[Records excerpted from a collection]
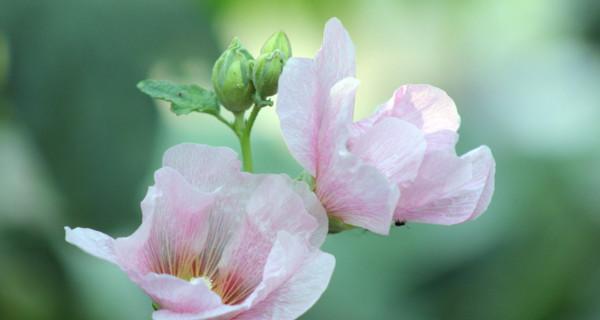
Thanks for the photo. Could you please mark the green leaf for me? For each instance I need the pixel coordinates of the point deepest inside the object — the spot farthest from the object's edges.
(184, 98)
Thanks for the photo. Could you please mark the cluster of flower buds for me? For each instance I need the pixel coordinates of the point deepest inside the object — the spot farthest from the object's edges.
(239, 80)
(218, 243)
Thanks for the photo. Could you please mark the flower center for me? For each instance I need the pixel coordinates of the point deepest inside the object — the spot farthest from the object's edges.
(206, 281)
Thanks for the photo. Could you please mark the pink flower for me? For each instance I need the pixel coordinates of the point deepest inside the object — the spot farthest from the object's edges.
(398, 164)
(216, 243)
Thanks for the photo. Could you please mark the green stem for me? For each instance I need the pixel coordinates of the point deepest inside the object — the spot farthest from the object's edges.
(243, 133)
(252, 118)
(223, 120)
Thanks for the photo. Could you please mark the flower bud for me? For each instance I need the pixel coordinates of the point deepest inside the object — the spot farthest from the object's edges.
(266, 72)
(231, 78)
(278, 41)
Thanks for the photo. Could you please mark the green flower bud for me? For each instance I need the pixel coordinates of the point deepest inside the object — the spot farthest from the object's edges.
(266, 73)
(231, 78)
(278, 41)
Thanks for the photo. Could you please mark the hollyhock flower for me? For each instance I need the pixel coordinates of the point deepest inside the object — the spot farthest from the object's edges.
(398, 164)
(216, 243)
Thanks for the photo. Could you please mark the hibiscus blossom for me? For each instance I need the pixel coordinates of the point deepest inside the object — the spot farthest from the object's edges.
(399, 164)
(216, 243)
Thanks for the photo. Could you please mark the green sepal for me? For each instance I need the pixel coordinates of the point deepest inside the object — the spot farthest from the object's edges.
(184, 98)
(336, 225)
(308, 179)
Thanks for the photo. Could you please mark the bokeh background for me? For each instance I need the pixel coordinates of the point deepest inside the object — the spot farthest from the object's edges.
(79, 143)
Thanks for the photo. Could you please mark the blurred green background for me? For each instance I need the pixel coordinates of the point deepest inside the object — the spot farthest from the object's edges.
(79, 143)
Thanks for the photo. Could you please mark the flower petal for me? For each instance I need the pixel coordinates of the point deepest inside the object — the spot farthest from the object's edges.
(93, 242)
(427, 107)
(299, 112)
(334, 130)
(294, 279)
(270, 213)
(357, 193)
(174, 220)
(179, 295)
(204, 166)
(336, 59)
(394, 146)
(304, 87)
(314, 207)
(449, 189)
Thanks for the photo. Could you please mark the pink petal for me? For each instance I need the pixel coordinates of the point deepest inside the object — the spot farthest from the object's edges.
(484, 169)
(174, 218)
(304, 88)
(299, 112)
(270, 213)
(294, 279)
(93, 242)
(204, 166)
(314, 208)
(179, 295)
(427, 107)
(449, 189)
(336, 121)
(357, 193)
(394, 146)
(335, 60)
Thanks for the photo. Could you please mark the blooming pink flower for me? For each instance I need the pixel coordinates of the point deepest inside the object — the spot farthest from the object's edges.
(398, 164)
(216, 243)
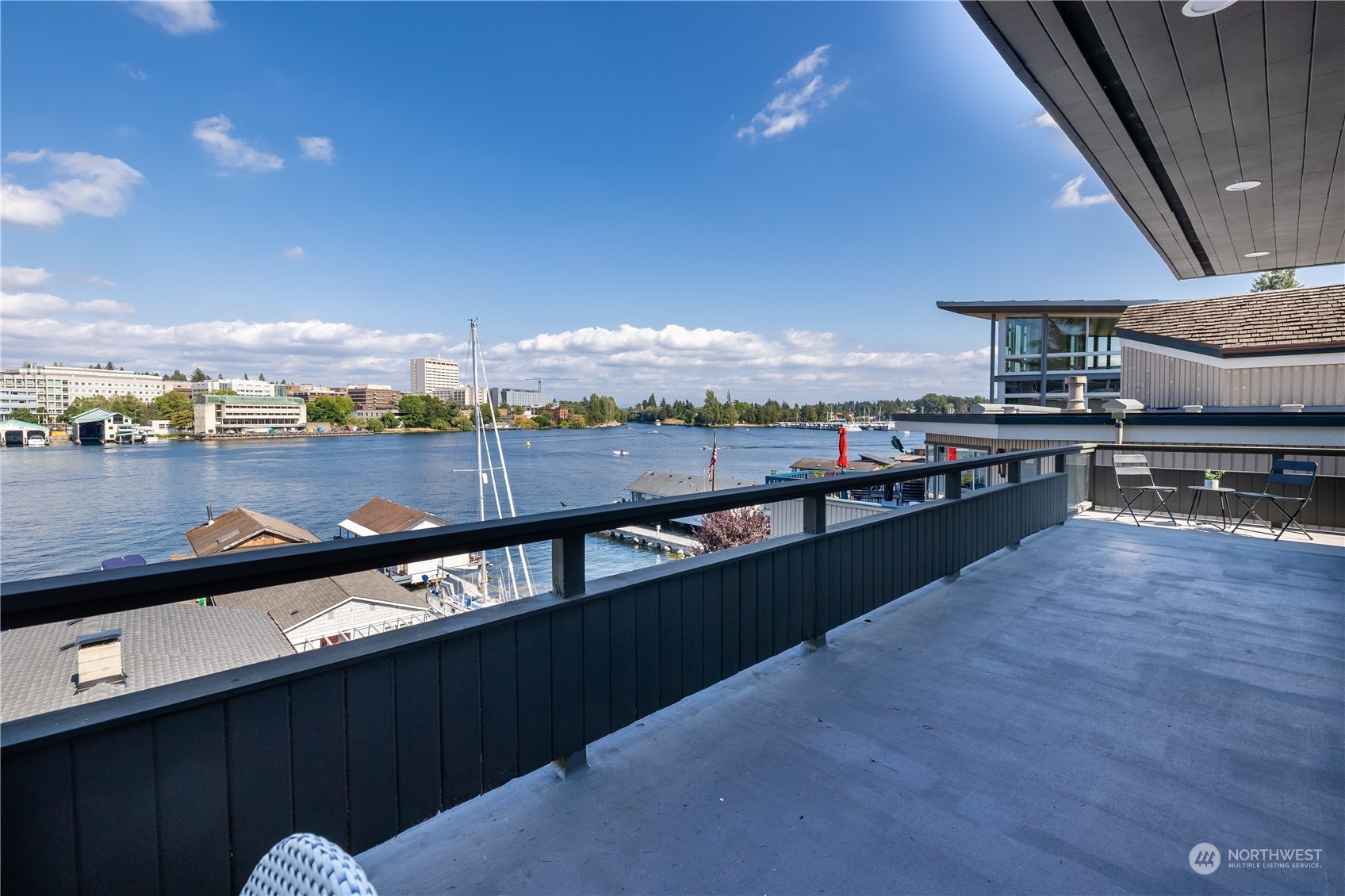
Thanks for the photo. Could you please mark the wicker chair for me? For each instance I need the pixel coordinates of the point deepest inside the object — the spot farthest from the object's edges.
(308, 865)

__To do__. From the first line to the last, set down the records above exactly and skip the pictures.

__Solution__.
Thanks for the photo. Could you please mark the green leaf for me? For each instance I need the pixel coordinates of the point deepest inside the object — the spot farthest from the object's edges.
(184, 98)
Thanks for the photo. Could you please mark the cluster of flower buds for me? For each instance I need the pixel coordinates of the point deepest inside the object — the spot farthest from the object's edges.
(239, 80)
(218, 243)
Thanks for the photo. Could you please mark the flower center for me? For each instance I need the pixel coordinates of the point deepest inside the object — the spot farthest from the object's edges.
(206, 281)
Thanks for the photo. Could you please mark the pink flower for me? For each instance I need the pixel coordinates of the point deepest inside the object — the spot farthest from the object's edges.
(398, 164)
(216, 243)
Thanks for the photo. Could you please mark the green stem for me? For each instance I need the pixel coordinates of the point deepest inside the object — the spot farthest from the object's edges.
(243, 133)
(252, 118)
(223, 120)
Thanks for the photo. Could you please mark the flower bud for me? For each instance I need the pixel coordinates of the point deepest inside the object — the spot farthest from the object's edges.
(266, 72)
(231, 78)
(278, 41)
Thanks for the photo. Could you please mark the green flower bud for me? For each instance I need the pixel coordinates of the point deepest inside the object — the spot farthest from the object's edges.
(266, 73)
(231, 78)
(278, 41)
Thanks for the photo. Could you please mark the hollyhock flower for me? For each instance I need the pixel coordinates of the point deepest inside the object — the spot farthest from the object's edges.
(398, 164)
(216, 243)
Thanks for the photo. Could you please mark the hibiscus blossom for me? For each instance I need the pixel coordinates of the point deepest inside the object — the spot farthest from the object's edges.
(399, 164)
(216, 243)
Thanks for the photo. Could you please mark the green sepal for me? For each instance I need the pixel coordinates of the point deepest inside the object — the spot farthest from the object's edges.
(184, 98)
(336, 225)
(308, 179)
Thanks for the photo. Could you please mark the bokeh background for me? For each instance I need the pixel coordinates of the point deepest inside the object — the spot farthest from the object's edges.
(79, 143)
Thanks for the photo. Could you please mark the blurred green background for me? For each instance I need the pixel coordinates of the point deepest inside the object — the spot farthest from the object's edges.
(79, 143)
Thanks for the photo. Could you please mark the flower petal for me? For each instance I need the pixel coordinates of the point deepest inside the object — the spot farthest from the object's edges.
(93, 242)
(427, 107)
(299, 112)
(334, 130)
(294, 279)
(270, 213)
(357, 193)
(174, 220)
(179, 295)
(204, 166)
(336, 59)
(394, 146)
(304, 87)
(314, 207)
(449, 189)
Thanks for the photo. Could you please mark the pink petal for me? For each instance I need the pixel coordinates of the point deepest inside the object — the spot farthest from the object's edges.
(484, 169)
(174, 218)
(304, 88)
(299, 112)
(270, 213)
(294, 279)
(93, 242)
(204, 166)
(314, 208)
(179, 295)
(427, 107)
(449, 189)
(336, 121)
(357, 193)
(394, 146)
(335, 60)
Thanks for the photo. Could you please mark the blooming pink flower for me? For each instance I need the pixel coordinates of the point deepest inside the object — the spot farthest from the object's edges.
(398, 164)
(216, 243)
Thanks for the photo. Could you please mark the wicker chair for me? For each instance I need the pixel coordinates of the point deepest inside the object — the spot farthest from the object's edges.
(308, 865)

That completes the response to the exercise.